Excerpt from a dataset:
==*==
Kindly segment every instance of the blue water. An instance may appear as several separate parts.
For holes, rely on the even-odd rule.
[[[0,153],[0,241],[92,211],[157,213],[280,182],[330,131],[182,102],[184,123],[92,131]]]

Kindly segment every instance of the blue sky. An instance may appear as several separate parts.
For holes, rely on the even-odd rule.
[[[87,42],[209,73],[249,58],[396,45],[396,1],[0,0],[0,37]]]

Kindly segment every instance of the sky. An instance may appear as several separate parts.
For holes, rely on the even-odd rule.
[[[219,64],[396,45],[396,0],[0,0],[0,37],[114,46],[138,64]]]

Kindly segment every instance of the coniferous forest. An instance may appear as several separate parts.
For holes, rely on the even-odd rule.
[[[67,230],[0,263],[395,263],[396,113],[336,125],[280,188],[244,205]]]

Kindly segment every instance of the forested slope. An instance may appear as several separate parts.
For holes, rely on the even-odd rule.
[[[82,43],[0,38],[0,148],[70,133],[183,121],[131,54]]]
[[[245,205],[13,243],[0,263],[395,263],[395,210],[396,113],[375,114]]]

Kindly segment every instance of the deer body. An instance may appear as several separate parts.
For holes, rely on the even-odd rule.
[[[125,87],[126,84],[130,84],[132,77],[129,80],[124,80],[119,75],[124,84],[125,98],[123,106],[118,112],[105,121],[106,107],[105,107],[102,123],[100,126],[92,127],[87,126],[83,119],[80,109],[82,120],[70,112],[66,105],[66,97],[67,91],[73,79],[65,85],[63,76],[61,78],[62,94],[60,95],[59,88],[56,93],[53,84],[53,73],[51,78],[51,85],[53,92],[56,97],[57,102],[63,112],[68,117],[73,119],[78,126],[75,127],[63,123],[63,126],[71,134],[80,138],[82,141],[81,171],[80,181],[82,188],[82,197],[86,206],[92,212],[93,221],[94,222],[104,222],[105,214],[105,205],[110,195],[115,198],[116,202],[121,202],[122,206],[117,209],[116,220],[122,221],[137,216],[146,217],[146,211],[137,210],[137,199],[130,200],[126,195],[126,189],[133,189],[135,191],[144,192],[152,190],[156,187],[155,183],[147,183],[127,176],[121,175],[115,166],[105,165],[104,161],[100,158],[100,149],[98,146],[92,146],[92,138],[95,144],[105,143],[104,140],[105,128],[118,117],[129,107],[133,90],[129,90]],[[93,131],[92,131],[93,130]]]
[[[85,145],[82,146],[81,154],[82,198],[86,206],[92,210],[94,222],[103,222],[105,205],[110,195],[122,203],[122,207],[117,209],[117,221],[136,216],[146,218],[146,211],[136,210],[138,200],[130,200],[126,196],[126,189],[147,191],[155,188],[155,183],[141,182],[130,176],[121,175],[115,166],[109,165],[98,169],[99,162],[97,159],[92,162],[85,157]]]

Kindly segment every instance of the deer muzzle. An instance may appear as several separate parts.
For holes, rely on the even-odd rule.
==*==
YOUR INSTRUCTIONS: Copy out the records from the line with "Kindly segment every instance of the sky." to the line with "[[[219,64],[396,45],[396,0],[0,0],[0,37],[114,46],[138,64]]]", inclusive, with the requests kept as they are. Increase every coordinate in the answers by 123.

PROBLEM SOLUTION:
Kindly segment every instance of the sky. An instance may appear as several separate parts.
For holes, rely on the even-odd rule.
[[[342,187],[519,168],[519,123],[123,123],[123,160],[237,169],[261,187]]]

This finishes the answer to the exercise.